PROVIDED TEXT:
---------------

Let ABC be a right triangle in which \angle C=90^{\circ}, F_c is the foot of the altitude from C, K is the Kosnita point, and S is the symmedian point. Then the lengths of the segments SK,KF_c, CK form a geometric progression:

    \[KF_c^2=(CK)(SK)\]

Place the vertices of the right triangle at convenient points: A(0,2u), B(2v,0), and C(0,0). Then:

  • F_c is the point F_c\left(\frac{2u^2v}{u^2+v^2},\frac{2uv^2}{u^2+v^2}\right);
  • K is the point \left(\frac{4u^2v}{3(u^2+v^2)},\frac{4uv^2}{3(u^2+v^2)}\right);
  • S is the point \left(\frac{u^2v}{u^2+v^2},\frac{uv^2}{u^2+v^2}\right).

Find the distance from the Kosnita point to the foot of the altitude from C.

Using the given coordinates, we find:

    \[KF_c=\frac{2uv}{3\sqrt{u^2+v^2}}\]

Find the distance from the Kosnita point to the symmedian point.

Using the given coordinates, we find:

    \[KS=\frac{uv}{3\sqrt{u^2+v^2}}\]

Find the distance from vertex C to the Kosnita point.

Using the given coordinates, we find:

    \[CK=\frac{4uv}{3\sqrt{u^2+v^2}}\]

PROVE that KF_c^2=(CK)(SK).

Follows from

    \[KF_c=\frac{2uv}{3\sqrt{u^2+v^2}},~SK=\frac{uv}{3\sqrt{u^2+v^2}},~CK=\frac{4uv}{3\sqrt{u^2+v^2}}\]

PROVE that CK=2SK.

Follows from

    \[SK=\frac{uv}{3\sqrt{u^2+v^2}},~CK=\frac{4uv}{3\sqrt{u^2+v^2}}.\]

Takeaway

In any right triangle, the following statements are equivalent:

  1. the right triangle is isosceles
  2. the Kosnita point coincides with the centroid.

---------------

THE TASKS:
- A) From the Kosnita point passage, extract the part that starts with the words containing "Place the vertices" and ends with "to the symmedian point.".
- B) Answer these questions using the Kosnita point passage:
(i) At what coordinates is vertex C placed?
(ii) What is the measure of angle C?
(iii) In the takeaway, which point does the Kosnita point coincide with when the right triangle is isosceles?
Rely only on the text above to complete the work.

(Contour annotation records)
---------------

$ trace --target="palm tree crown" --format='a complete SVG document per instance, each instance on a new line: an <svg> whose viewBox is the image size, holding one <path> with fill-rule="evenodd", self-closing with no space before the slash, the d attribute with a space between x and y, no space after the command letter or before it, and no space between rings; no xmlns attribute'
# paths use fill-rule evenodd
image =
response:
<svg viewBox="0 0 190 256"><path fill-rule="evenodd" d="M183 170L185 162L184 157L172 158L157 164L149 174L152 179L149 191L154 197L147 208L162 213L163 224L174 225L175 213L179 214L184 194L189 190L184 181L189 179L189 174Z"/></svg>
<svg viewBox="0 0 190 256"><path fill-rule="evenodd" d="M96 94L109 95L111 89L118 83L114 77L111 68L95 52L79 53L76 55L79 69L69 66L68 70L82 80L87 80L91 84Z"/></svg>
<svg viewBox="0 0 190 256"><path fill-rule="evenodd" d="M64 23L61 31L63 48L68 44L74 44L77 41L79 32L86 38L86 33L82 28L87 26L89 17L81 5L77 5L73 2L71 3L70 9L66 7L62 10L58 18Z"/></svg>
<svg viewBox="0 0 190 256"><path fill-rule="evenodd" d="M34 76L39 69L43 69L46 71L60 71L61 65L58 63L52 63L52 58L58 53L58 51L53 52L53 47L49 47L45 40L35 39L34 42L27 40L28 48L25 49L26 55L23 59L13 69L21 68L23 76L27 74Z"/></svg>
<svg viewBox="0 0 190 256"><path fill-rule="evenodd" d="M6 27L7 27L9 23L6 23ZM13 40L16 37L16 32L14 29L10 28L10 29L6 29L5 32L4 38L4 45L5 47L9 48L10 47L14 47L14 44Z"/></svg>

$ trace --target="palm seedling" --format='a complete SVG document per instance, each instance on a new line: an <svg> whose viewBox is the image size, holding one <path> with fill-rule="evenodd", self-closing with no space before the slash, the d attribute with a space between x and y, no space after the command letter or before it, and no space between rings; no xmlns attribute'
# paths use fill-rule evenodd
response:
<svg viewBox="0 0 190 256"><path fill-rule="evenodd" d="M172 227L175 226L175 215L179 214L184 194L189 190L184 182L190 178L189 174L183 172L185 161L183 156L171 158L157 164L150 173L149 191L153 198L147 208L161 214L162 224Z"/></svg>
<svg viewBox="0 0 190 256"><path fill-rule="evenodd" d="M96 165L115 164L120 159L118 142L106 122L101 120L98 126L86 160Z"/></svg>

---------------

RESPONSES:
- A)
Place the vertices of the right triangle at convenient points: A(0,2u), B(2v,0), and C(0,0). Then:

  • F_c is the point F_c\left(\frac{2u^2v}{u^2+v^2},\frac{2uv^2}{u^2+v^2}\right);
  • K is the point \left(\frac{4u^2v}{3(u^2+v^2)},\frac{4uv^2}{3(u^2+v^2)}\right);
  • S is the point \left(\frac{u^2v}{u^2+v^2},\frac{uv^2}{u^2+v^2}\right).

Find the distance from the Kosnita point to the foot of the altitude from C.

Using the given coordinates, we find:

    \[KF_c=\frac{2uv}{3\sqrt{u^2+v^2}}\]

Find the distance from the Kosnita point to the symmedian point.

- B)
(i) (0,0)
(ii) 90°
(iii) The centroid